__STATED PROBLEM__
Every entry below should be transcribed exactly; pictures stay out of the copy.

[Coordinate annotation entries]
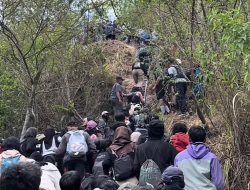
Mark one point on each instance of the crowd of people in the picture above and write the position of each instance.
(98, 155)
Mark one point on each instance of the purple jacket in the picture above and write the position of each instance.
(201, 168)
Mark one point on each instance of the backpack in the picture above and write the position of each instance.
(150, 172)
(123, 167)
(8, 162)
(77, 146)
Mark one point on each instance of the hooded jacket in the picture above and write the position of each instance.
(50, 177)
(201, 168)
(180, 141)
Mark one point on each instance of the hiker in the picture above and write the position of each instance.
(139, 71)
(71, 180)
(172, 179)
(104, 121)
(50, 174)
(119, 122)
(76, 146)
(11, 155)
(116, 97)
(110, 31)
(23, 176)
(29, 142)
(155, 152)
(121, 147)
(93, 131)
(49, 145)
(199, 161)
(179, 138)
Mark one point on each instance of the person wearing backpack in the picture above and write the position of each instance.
(116, 97)
(120, 155)
(11, 155)
(76, 146)
(153, 156)
(198, 160)
(29, 142)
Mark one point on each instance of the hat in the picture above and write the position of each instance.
(119, 78)
(91, 124)
(171, 172)
(105, 112)
(156, 129)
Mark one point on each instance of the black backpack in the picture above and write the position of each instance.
(123, 167)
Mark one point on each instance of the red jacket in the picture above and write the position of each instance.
(180, 141)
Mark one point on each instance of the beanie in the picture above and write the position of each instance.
(156, 129)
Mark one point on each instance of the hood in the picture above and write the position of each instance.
(198, 150)
(49, 167)
(118, 124)
(10, 153)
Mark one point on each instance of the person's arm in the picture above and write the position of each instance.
(217, 176)
(137, 164)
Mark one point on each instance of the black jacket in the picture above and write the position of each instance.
(163, 154)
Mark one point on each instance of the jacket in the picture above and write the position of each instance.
(163, 154)
(180, 141)
(201, 168)
(61, 151)
(11, 154)
(50, 177)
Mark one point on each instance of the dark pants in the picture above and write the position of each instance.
(75, 165)
(181, 98)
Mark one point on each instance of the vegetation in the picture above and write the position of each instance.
(46, 73)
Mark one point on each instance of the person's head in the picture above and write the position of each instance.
(23, 176)
(11, 143)
(70, 181)
(156, 129)
(49, 134)
(197, 134)
(172, 176)
(91, 124)
(31, 132)
(179, 128)
(120, 117)
(105, 115)
(135, 137)
(72, 125)
(119, 80)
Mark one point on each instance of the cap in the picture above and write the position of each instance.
(119, 78)
(105, 112)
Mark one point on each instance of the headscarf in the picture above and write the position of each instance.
(122, 144)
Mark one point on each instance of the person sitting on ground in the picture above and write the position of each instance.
(23, 176)
(50, 145)
(179, 138)
(199, 161)
(73, 159)
(121, 146)
(116, 97)
(161, 152)
(119, 121)
(71, 180)
(172, 179)
(93, 131)
(50, 173)
(104, 121)
(11, 155)
(29, 142)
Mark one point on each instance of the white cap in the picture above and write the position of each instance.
(105, 112)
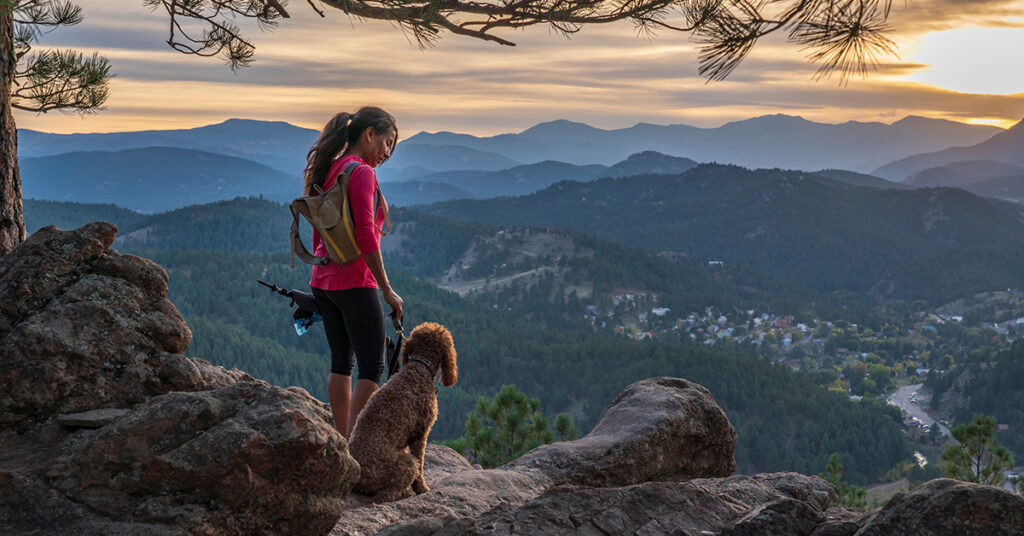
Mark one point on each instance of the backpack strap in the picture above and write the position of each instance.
(379, 203)
(298, 248)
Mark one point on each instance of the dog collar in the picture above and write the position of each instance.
(424, 362)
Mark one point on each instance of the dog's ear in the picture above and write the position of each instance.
(450, 369)
(433, 340)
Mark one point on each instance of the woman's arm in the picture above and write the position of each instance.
(376, 263)
(363, 195)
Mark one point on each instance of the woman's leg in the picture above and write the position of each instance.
(339, 385)
(364, 388)
(365, 324)
(339, 389)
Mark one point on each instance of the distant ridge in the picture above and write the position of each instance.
(809, 231)
(530, 177)
(1006, 147)
(767, 141)
(274, 143)
(152, 179)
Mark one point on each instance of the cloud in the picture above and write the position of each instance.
(310, 68)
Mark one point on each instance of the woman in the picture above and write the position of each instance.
(346, 294)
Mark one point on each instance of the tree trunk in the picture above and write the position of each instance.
(11, 219)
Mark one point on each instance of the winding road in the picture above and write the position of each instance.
(901, 399)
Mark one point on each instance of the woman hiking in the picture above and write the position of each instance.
(347, 294)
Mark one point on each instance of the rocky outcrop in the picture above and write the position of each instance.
(83, 327)
(653, 507)
(947, 506)
(109, 428)
(657, 428)
(88, 338)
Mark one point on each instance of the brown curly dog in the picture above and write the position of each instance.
(390, 434)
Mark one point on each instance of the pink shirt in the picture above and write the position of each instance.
(363, 197)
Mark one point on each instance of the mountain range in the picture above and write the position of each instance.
(151, 179)
(777, 140)
(1006, 147)
(273, 143)
(805, 229)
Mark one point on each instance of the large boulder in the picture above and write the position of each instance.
(657, 428)
(83, 327)
(247, 458)
(947, 506)
(654, 507)
(171, 445)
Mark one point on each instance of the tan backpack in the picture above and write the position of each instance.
(331, 214)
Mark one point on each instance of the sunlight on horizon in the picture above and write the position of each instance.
(982, 60)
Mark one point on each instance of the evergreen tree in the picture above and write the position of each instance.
(38, 81)
(978, 457)
(851, 496)
(501, 429)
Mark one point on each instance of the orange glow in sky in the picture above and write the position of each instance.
(958, 60)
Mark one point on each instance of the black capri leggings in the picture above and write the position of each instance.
(353, 321)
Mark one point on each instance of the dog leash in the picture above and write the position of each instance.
(425, 363)
(394, 348)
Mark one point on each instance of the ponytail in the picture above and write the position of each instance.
(332, 141)
(342, 131)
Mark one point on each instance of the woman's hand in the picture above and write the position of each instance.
(393, 299)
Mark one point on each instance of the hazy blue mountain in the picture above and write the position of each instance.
(859, 179)
(1011, 188)
(650, 162)
(66, 214)
(913, 244)
(530, 177)
(1006, 147)
(963, 173)
(408, 193)
(437, 158)
(764, 141)
(152, 179)
(274, 143)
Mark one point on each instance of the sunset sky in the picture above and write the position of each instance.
(958, 59)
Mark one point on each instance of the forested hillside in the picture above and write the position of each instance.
(783, 419)
(67, 214)
(806, 230)
(152, 179)
(987, 382)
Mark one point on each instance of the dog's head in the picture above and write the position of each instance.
(433, 342)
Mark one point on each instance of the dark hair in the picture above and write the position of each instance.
(342, 131)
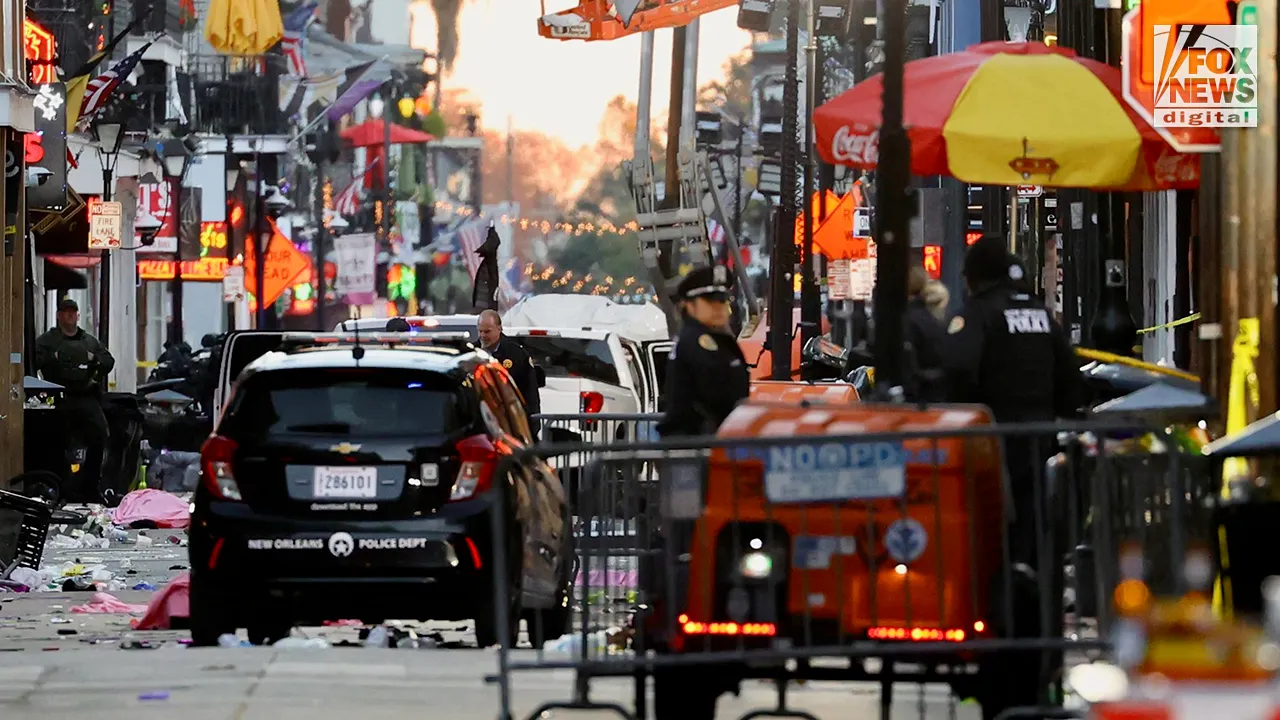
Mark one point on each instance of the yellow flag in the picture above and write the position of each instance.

__FULL ANSWER__
Mark one point on each instance of the crowd of people in the picture above and write the position of each instance.
(98, 155)
Mark one point on each instance of the purple jacket in the picture above and write the position of each instance.
(201, 168)
Mark one point on each instance of the backpack in the picture above and write the position of each instance.
(150, 172)
(123, 167)
(8, 162)
(77, 146)
Mark one point on each instance of the hooded jacket in the picture above and write the position of each instance.
(50, 177)
(201, 168)
(180, 141)
Mark one point on each instance of the hiker in the picture above and write the position of each instance.
(139, 71)
(71, 180)
(172, 179)
(104, 121)
(50, 174)
(119, 122)
(76, 146)
(11, 155)
(116, 97)
(110, 31)
(23, 176)
(29, 142)
(155, 152)
(121, 147)
(93, 131)
(49, 145)
(199, 161)
(179, 138)
Mark one point on each instance of the person wearing backpack in the picture above and write the position of each instance.
(116, 97)
(120, 155)
(11, 155)
(76, 146)
(153, 156)
(198, 160)
(29, 142)
Mark one point on each instance of the hat in the picture above and write the position of each instance.
(119, 78)
(91, 124)
(171, 172)
(105, 112)
(156, 129)
Mark one point on each instance of the black backpack in the picture above and write the position of each instance.
(123, 167)
Mark one point on each instance of the red jacket in the picture above and write the position of each instance.
(180, 141)
Mark one point on each instance of the beanie in the picture above and write the position of each instance.
(156, 129)
Mark one point on each instance of the hood in the picture above and write the position of each instance.
(198, 150)
(49, 167)
(118, 124)
(10, 153)
Mark one point on each instance of the person's arm in the picture above and write the position of each instance.
(217, 176)
(137, 164)
Mark one point on each instance of the black jacket in the picture above and write the position of each instance.
(163, 154)
Mark one point on each instance of the jacket in the picture above and write the position of each instance.
(163, 154)
(180, 141)
(201, 168)
(61, 151)
(11, 154)
(50, 177)
Mark one point on each instance of the dark pants in the picture above and write the position of each instance.
(75, 165)
(181, 98)
Mark one point on each instance of the vegetation in the picture above and write the position of each instance.
(46, 73)
Mark one point on each instance of the person's head in the picture above and write the position of each instance.
(23, 176)
(11, 143)
(70, 181)
(156, 129)
(49, 134)
(197, 134)
(172, 176)
(91, 124)
(31, 132)
(179, 128)
(120, 117)
(105, 115)
(135, 137)
(72, 125)
(119, 80)
Mark one point on each instance of the cap in the picture above and write the position of each instance.
(119, 78)
(105, 112)
Mark one point on each instance of the headscarf in the picture above and write the position of each instance.
(122, 144)
Mark one point on each instance of the person sitting on ground in the picture above and write the position of each instance.
(23, 176)
(50, 145)
(179, 138)
(199, 161)
(73, 159)
(121, 146)
(116, 97)
(161, 152)
(119, 121)
(71, 180)
(172, 179)
(93, 131)
(50, 173)
(104, 121)
(11, 155)
(29, 142)
Mark one point on each instance of the white cap in the picture above and write the position of each instance.
(105, 112)
Mark one point on each instance of the backpack strap in the picture above and write the position of each instance.
(379, 203)
(298, 248)
Mark one point on each instance of the dog collar in the picture above and write the position of each instance.
(424, 362)
Mark one point on each instance of the dog's ear in the picture above and write the position of each instance.
(450, 369)
(433, 340)
Mark one point on each instance of the woman's arm in the picture above and write the position of each instance.
(376, 263)
(363, 195)
Mark one point on each instance of the woman's leg in the picture above and write the position of each instance.
(339, 385)
(364, 388)
(365, 324)
(339, 389)
Mark one point on each instance of the distant ridge in the picture above and write the position of each instance.
(809, 231)
(530, 177)
(1006, 147)
(767, 141)
(274, 143)
(152, 179)
Mark one point on each instance of the cloud in the picture above and write the position of each instance.
(310, 68)
Mark one point on each instance of the woman in the picture above and write the position of each instance.
(346, 294)
Mark one point on each instance of the tree trunk in the picture above and write the position of each instance.
(11, 219)
Mark one point on each instance of the winding road in the picture above and write the position of each instance.
(901, 399)
Mark one point on each instance of the woman hiking in the picture above and write the position of each instance.
(347, 294)
Mark one point on each instance of the rocky outcrop in the picture above and write the position of each instance.
(83, 327)
(653, 507)
(947, 506)
(109, 428)
(657, 428)
(88, 338)
Mark one point on each instance of the brown curly dog in the picture above and write the position of each instance.
(390, 434)
Mark one point on each instance of the pink shirt in the picture above and write the position of each instance.
(363, 197)
Mark one point on each instance of the mountain range in the picture above and write the position of each instance.
(151, 179)
(777, 140)
(1006, 147)
(273, 143)
(805, 229)
Mark one point on each instance of the large boulder in the picture above and write the position of each instance.
(657, 428)
(83, 327)
(247, 458)
(947, 506)
(654, 507)
(171, 445)
Mark one point on each instance of the tan backpack in the picture above and write the position of each instance.
(331, 214)
Mark one point on each instance of the sunlight on horizon in the picture above and write the position of each instance.
(982, 60)
Mark one point on each instance of the evergreen tree in the picture above and write the position of each instance.
(38, 81)
(978, 457)
(851, 496)
(501, 429)
Mark one point on each instance of the orange glow in sky in the picture above and write the position of each instance.
(958, 60)
Mark one point on each instance of the black capri leggings in the picture above and write the position of each instance.
(353, 321)
Mark one point on each instance of the dog leash in the picture above and write the position of each instance.
(425, 363)
(394, 348)
Mark one point on each instance of the ponytail in the picture above and write the position of each instance.
(332, 141)
(342, 131)
Mark one point on each instance of the woman's hand in the picture above and write the position of each instance.
(393, 299)
Mark one point on each instance of the hazy blue mountain in the picture above and write the position of each instance.
(859, 179)
(1011, 188)
(650, 162)
(66, 214)
(913, 244)
(530, 177)
(1006, 147)
(963, 173)
(408, 193)
(437, 158)
(764, 141)
(152, 179)
(274, 143)
Mark one point on each instance of the sunset sky in the picture above and write the position of each instance.
(958, 59)
Mark one point on each instance of the forested hillside in the picture above and write the position of each instance.
(783, 419)
(67, 214)
(806, 230)
(152, 179)
(987, 382)
Mark one point on each instance of the dog's head in the picture above and write the position of each instance.
(433, 342)
Mark one point on each instance of the dark hair in the picture above and write the position of each instance.
(342, 131)
Mark one point on each instance of the yellow flag in the picture above and write the position of each instance.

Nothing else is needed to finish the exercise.